__TASK INSTRUCTIONS__. Scale the entries below by writing out every line again, requests included, with each coordinate in the answers multiplied by 0.85 and rounded to a whole number, halves rounded up. Leave the pictures out of your answer.

__Named object pointing entries__.
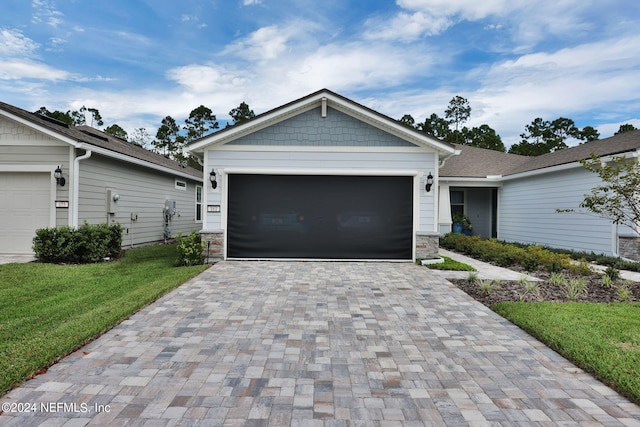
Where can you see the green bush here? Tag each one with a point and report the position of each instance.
(506, 255)
(85, 244)
(190, 249)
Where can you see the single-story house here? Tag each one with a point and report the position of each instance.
(324, 177)
(55, 175)
(537, 200)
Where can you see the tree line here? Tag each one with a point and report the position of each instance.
(540, 136)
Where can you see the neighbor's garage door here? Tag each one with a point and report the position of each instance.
(24, 207)
(333, 217)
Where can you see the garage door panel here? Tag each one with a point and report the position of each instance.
(25, 208)
(332, 217)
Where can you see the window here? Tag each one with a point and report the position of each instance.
(457, 202)
(181, 185)
(198, 203)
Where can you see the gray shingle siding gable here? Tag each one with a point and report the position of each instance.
(311, 129)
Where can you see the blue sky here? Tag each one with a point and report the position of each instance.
(137, 61)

__TASK OUTPUT__.
Where can you see the green bush here? Tag each one with a point and report the position of each instance.
(430, 217)
(72, 207)
(162, 212)
Where can you see the single-story house here? Tag each one with a point and report the position of each instance.
(275, 150)
(47, 149)
(456, 170)
Where can you see the tree line here? Tag each one with a point and report the position of each instance.
(459, 116)
Where can you see the neighbor's garage door here? Tag each one with a point and report the position of each instance.
(20, 176)
(283, 184)
Where can you see the garage door panel here? Tag each one with a point and report the position of each instance.
(21, 177)
(282, 184)
Where can you see the window here? Tag each one with a point and report the position of each instance.
(388, 172)
(154, 157)
(168, 173)
Where can you see the gray shingle siding gable here? Tag each one with a point and report the position of each instance.
(264, 110)
Where can you see the blue sky here? Tag each one with a point and report the position of each instance.
(116, 52)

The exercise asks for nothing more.